Directions for this task — Type out the complete listing below word for word, without its pictures.
* * * * * * *
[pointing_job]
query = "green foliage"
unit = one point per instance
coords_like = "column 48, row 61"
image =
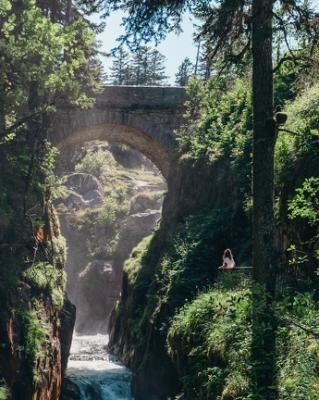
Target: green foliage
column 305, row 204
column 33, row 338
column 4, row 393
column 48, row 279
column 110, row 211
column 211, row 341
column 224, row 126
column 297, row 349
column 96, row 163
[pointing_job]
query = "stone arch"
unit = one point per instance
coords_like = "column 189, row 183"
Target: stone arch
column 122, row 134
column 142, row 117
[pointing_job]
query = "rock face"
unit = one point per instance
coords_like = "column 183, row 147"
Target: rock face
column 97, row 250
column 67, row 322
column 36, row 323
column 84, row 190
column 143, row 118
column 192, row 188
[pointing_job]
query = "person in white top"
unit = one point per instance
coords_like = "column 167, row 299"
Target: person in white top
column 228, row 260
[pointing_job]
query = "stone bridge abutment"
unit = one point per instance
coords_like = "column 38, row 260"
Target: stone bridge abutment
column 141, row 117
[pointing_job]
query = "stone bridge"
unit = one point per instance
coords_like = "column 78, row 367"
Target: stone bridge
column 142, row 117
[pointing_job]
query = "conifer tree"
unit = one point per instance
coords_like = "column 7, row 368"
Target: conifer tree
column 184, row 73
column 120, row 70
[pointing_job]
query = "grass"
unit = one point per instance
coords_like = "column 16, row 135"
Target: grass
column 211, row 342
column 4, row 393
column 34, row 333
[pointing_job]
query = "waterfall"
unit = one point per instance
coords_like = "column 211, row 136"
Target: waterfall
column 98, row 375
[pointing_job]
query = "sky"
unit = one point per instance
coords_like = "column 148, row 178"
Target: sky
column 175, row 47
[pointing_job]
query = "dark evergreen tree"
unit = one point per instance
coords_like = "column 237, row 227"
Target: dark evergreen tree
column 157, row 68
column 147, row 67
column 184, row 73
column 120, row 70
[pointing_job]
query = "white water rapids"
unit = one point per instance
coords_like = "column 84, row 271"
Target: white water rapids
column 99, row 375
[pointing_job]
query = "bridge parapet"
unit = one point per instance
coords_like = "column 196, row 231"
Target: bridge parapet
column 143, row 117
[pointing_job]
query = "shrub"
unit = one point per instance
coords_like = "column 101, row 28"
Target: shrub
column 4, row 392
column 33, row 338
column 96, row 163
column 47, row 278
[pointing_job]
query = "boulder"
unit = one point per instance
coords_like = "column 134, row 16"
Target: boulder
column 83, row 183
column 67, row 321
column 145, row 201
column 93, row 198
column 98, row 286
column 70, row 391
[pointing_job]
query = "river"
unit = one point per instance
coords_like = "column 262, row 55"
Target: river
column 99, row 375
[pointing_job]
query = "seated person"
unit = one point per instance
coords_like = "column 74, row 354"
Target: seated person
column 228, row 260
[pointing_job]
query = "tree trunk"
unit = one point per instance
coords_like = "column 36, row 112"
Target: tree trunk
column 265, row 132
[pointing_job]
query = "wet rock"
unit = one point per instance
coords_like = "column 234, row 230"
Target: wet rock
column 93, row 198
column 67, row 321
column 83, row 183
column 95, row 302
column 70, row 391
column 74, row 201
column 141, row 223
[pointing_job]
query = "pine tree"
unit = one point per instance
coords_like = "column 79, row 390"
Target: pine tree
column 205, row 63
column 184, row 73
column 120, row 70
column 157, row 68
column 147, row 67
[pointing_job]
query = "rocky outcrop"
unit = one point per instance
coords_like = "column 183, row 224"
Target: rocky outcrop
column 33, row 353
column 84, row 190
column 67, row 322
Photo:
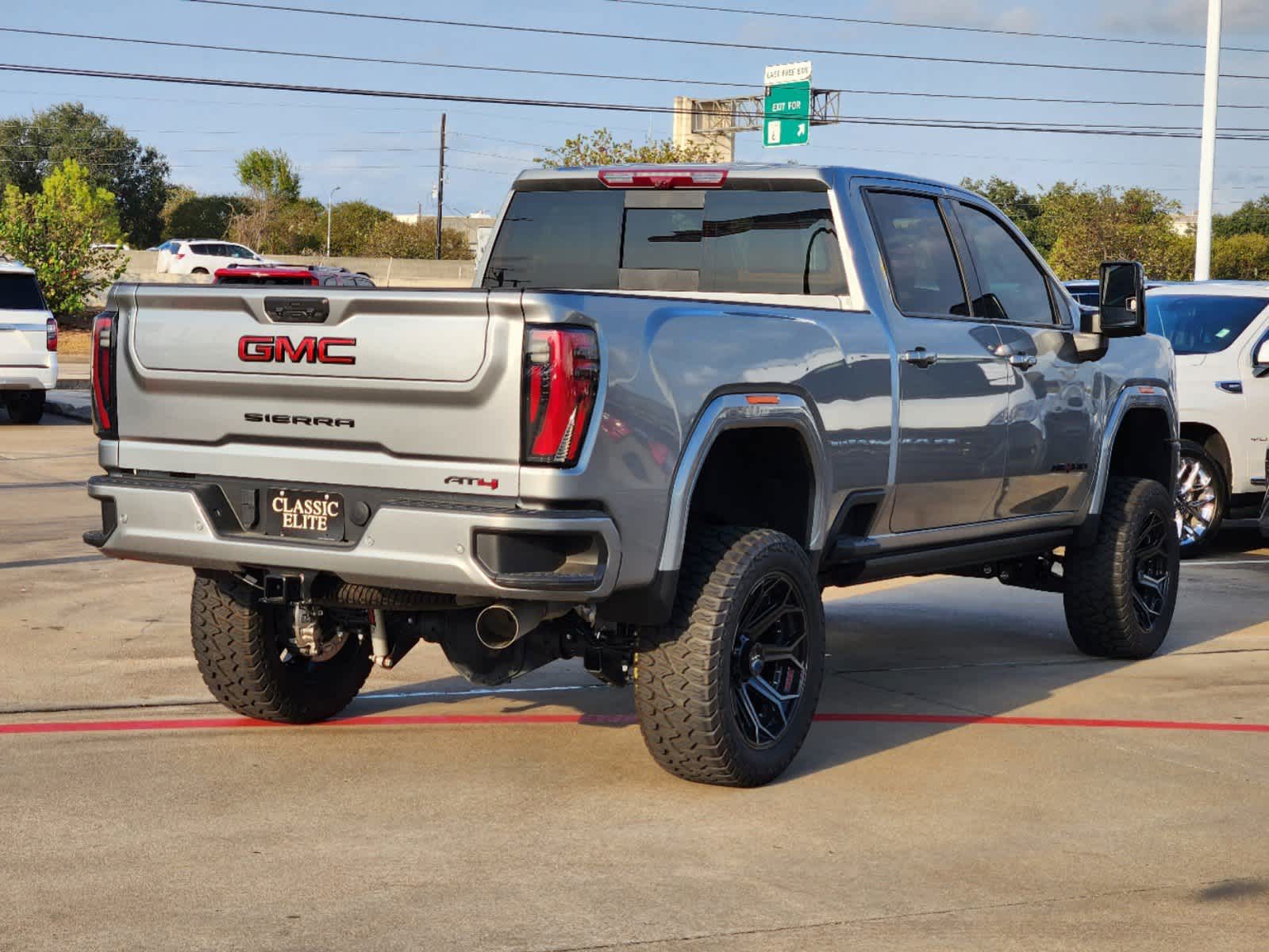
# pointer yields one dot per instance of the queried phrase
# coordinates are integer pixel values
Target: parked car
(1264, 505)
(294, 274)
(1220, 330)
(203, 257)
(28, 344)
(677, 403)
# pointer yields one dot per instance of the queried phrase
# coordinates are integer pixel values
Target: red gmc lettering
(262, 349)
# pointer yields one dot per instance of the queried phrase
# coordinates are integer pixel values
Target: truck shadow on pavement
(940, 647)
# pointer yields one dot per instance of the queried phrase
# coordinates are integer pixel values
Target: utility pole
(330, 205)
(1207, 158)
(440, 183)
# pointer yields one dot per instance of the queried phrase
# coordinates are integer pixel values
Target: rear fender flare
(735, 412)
* * * * * * *
Finished answer —
[pointing_job]
query = "green foliage"
unit = one point per instance
coords_like = "column 48, row 61"
image =
Target: green foliage
column 305, row 204
column 33, row 338
column 4, row 393
column 48, row 279
column 110, row 211
column 211, row 341
column 224, row 126
column 297, row 349
column 96, row 163
[pointing_job]
query = "stone arch"
unit = one point per instance
coords_like = "column 189, row 183"
Target: stone arch
column 122, row 134
column 142, row 117
[pointing_job]
query = "rock face"
unit = one point per instance
coords_like = "column 183, row 147"
Target: rock face
column 97, row 250
column 67, row 322
column 36, row 323
column 84, row 190
column 143, row 118
column 192, row 188
[pointing_job]
query = "person in white top"
unit = one point per instance
coords_like = "column 167, row 299"
Target: person in white top
column 228, row 260
[pointing_job]
query = "stone bridge abutment"
unit = one point per instance
coords_like = "column 38, row 260"
Target: stone bridge abutment
column 141, row 117
[pointing_job]
query = "stone bridge"
unit = one point per instance
coords_like = "column 78, row 367"
Target: stone bridge
column 142, row 117
[pointing_job]
query = "conifer tree"
unit = one point per instance
coords_like = "column 7, row 368"
Target: conifer tree
column 184, row 73
column 120, row 70
[pointing_job]
query = "grass"
unit = one point per instance
coords_like = "column 16, row 135"
Target: grass
column 211, row 342
column 4, row 393
column 34, row 333
[pointing_job]
query = "waterfall"
unit = one point per instance
coords_like = "column 211, row 136"
Target: waterfall
column 98, row 375
[pointing_job]
query = "sky"
unit = one point per instance
coords_like = "column 148, row 178"
Target: sky
column 175, row 47
[pointing_job]
query = "dark evergreen tree"
unit = one point per instance
coords_like = "column 237, row 227"
Target: dark evergreen tree
column 157, row 68
column 147, row 67
column 184, row 73
column 120, row 70
[pointing_job]
query = "white water rapids"
unit = one point per instance
coords_like = "column 84, row 271"
Target: white water rapids
column 99, row 375
[pointing_job]
query = "bridge parapet"
unit = one point per instance
coords_like = "column 196, row 231"
Target: bridge parapet
column 143, row 117
[pointing_job]
query = "shrub"
unit = one point per instance
coords_like = "column 101, row 28"
Target: shrub
column 4, row 392
column 33, row 338
column 96, row 163
column 47, row 278
[pointing_job]
query = "boulder"
unit = one point per instance
coords_like = "column 134, row 16"
Target: boulder
column 83, row 183
column 67, row 321
column 145, row 201
column 93, row 198
column 98, row 286
column 70, row 391
[pointing_job]
query = "river"
unit = one point per instance
coords_like = "column 262, row 55"
Target: river
column 99, row 375
[pointing_job]
query = "seated person"
unit = one point per instance
coords_like = "column 74, row 354"
Target: seated person
column 228, row 260
[pointing_job]
query = "tree trunk"
unit = one point per instance
coords_like = "column 36, row 112"
Target: tree trunk
column 265, row 132
[pointing_job]
query = "wet rock"
unit = one point per instance
coords_like = "column 234, row 230"
Target: wet rock
column 93, row 198
column 67, row 321
column 83, row 183
column 95, row 302
column 70, row 391
column 74, row 201
column 141, row 223
[pointing_job]
query = "pine tree"
unit = one point per instance
coords_like = "column 79, row 390"
Target: pine tree
column 205, row 63
column 184, row 73
column 120, row 70
column 157, row 68
column 147, row 67
[pointing_job]
query = "rocky outcrop"
unit = one point per instance
coords_like = "column 183, row 224"
Target: rocky outcrop
column 33, row 353
column 84, row 190
column 67, row 322
Photo:
# pointer yields one dot per instance of the queried phrase
# coordinates are integer pixel values
Target: parked car
(1264, 505)
(294, 274)
(1220, 330)
(203, 257)
(28, 344)
(677, 403)
# pointer yields one dot per instance of the queried phrase
# coordinates are integer pixel values
Target: red gmc lettering
(262, 349)
# pointer yields one dot per instance of the queried phrase
# coordinates are integer pixel values
Target: truck shadow on pavement
(940, 647)
# pointer yields one dot per instance of the queried phrase
# coordinates are integer pixel values
Target: utility pole
(330, 205)
(1207, 158)
(440, 183)
# pointer yields one dot per instance of the queried phrase
# coordinates are integer pixel values
Target: rear fender flare
(735, 412)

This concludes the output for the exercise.